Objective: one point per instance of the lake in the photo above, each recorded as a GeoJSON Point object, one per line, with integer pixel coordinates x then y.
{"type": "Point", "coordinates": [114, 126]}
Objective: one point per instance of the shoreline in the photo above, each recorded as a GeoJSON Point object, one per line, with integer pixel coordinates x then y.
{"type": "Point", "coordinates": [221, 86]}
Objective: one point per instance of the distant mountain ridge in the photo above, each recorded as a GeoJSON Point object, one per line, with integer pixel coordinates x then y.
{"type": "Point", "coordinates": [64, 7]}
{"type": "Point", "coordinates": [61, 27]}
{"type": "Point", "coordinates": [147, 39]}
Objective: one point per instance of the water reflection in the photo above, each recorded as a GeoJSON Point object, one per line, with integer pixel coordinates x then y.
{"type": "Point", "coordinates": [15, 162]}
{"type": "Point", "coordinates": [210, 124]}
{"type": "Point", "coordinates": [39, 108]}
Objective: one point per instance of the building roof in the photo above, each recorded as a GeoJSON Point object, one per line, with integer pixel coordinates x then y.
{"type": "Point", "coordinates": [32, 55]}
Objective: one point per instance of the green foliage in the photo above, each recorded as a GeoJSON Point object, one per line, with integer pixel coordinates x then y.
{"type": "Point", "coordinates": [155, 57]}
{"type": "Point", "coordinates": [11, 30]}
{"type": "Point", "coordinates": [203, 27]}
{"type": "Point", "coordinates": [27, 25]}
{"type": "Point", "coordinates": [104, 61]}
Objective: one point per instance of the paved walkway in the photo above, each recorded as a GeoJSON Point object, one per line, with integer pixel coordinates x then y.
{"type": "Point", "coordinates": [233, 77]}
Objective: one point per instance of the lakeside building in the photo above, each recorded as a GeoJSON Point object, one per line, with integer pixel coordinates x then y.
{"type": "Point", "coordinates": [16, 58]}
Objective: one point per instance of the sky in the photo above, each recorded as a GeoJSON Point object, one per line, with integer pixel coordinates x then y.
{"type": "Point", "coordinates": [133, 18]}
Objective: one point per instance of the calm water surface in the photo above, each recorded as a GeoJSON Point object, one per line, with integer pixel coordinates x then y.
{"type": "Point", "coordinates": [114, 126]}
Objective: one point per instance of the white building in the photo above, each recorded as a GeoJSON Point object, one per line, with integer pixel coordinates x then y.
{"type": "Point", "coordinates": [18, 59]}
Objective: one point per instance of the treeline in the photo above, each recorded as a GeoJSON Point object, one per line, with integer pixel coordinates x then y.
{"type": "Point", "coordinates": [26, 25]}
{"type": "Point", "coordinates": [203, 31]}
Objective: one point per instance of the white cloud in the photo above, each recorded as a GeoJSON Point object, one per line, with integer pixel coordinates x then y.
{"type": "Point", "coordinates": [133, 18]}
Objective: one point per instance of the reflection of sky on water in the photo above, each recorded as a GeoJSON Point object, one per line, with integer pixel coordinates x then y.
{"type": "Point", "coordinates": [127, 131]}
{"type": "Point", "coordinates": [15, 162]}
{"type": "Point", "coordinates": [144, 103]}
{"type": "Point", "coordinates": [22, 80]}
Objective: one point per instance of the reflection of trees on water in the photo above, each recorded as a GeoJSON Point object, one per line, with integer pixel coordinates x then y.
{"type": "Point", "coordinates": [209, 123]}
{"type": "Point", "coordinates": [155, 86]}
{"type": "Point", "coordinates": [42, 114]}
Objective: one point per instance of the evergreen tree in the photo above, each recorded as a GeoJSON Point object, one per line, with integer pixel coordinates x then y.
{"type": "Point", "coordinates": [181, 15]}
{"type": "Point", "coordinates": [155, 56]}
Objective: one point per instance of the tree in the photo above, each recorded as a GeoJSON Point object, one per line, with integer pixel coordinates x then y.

#### [Written instruction]
Extract all of the data shown above and repeat it verbatim.

#### [Written solution]
Objective: one point per instance of the lake in the photo above, each recorded as a GeoJSON Point object, one per line, with integer pixel coordinates x then y.
{"type": "Point", "coordinates": [114, 126]}
Objective: one point per instance of the shoreline in the photo above, each recorded as a GeoJSON Point object, one per line, with integer pixel coordinates x then y.
{"type": "Point", "coordinates": [221, 86]}
Objective: one point per instance of the distant mountain ridge in the photo above, each recorded as a GeoJSON Point object, one per line, with integer pixel coordinates x then y.
{"type": "Point", "coordinates": [64, 7]}
{"type": "Point", "coordinates": [61, 27]}
{"type": "Point", "coordinates": [147, 39]}
Objective: one point per instance of the water reflection in the photo above, each recorded as a GeoJSON Point object, one per line, with integer pixel coordinates x then y.
{"type": "Point", "coordinates": [15, 162]}
{"type": "Point", "coordinates": [210, 124]}
{"type": "Point", "coordinates": [39, 108]}
Objective: one point per instance of the building roof in the photo above, each recorded as a GeoJSON Point object, one per line, with integer pixel coordinates x then y.
{"type": "Point", "coordinates": [32, 55]}
Objective: one point per instance of the green foliage in the photo above, each recorded as a GeoJSON Point object, one per line, with integer pixel coordinates x then y.
{"type": "Point", "coordinates": [155, 57]}
{"type": "Point", "coordinates": [11, 30]}
{"type": "Point", "coordinates": [203, 27]}
{"type": "Point", "coordinates": [27, 25]}
{"type": "Point", "coordinates": [104, 61]}
Objective: one point per instance of the paved walkway in the photo above, each recorded as a GeoJSON Point object, one per line, with integer pixel coordinates x then y.
{"type": "Point", "coordinates": [233, 77]}
Objective: one point per instance of the lakeside building in the photo above, each recorded as a GeoJSON Point object, one per line, with integer pixel coordinates x then y.
{"type": "Point", "coordinates": [16, 58]}
Objective: one point per instance of the sky in the photo above, each recorded as a GeoJSON Point object, one per line, with integer pixel coordinates x then y.
{"type": "Point", "coordinates": [133, 18]}
Objective: one point per instance of the calm water surface in the photo above, each recorded as a GeoJSON Point object, one per line, with integer pixel coordinates x then y.
{"type": "Point", "coordinates": [114, 126]}
Objective: one point per instance of the white building in the photo above, each recorded as a GeoJSON Point object, one per line, with integer pixel coordinates x then y.
{"type": "Point", "coordinates": [18, 59]}
Objective: one point per instance of the treeline in the photo above, each recorded as a GeoJSON Point object, one per line, with integer pixel coordinates x then y.
{"type": "Point", "coordinates": [26, 25]}
{"type": "Point", "coordinates": [203, 31]}
Objective: one point per instance of the white cloud in the photo above, each recorded as a GeoJSON Point object, one per line, with integer pixel coordinates x then y.
{"type": "Point", "coordinates": [133, 18]}
Objective: one point per instance of the reflection of sky on water in the photo above, each recorded as a GeoJSON Point object, one per line, with integer pixel coordinates x then y.
{"type": "Point", "coordinates": [127, 131]}
{"type": "Point", "coordinates": [15, 162]}
{"type": "Point", "coordinates": [144, 103]}
{"type": "Point", "coordinates": [22, 80]}
Objective: one point per instance of the reflection of trees on water in the photo above, each recorded as a GeoJSON Point object, one per line, with integer pixel coordinates x then y.
{"type": "Point", "coordinates": [209, 123]}
{"type": "Point", "coordinates": [155, 86]}
{"type": "Point", "coordinates": [42, 114]}
Objective: one point per instance of the evergreen tree in the photo above, each recorded as a GeoJSON Point object, one per line, with integer pixel coordinates x then y.
{"type": "Point", "coordinates": [181, 15]}
{"type": "Point", "coordinates": [155, 56]}
Objective: one point per instance of the tree in the photo above, each recorded as a GeoJSON Point object, one per line, with integer pixel coordinates x then y.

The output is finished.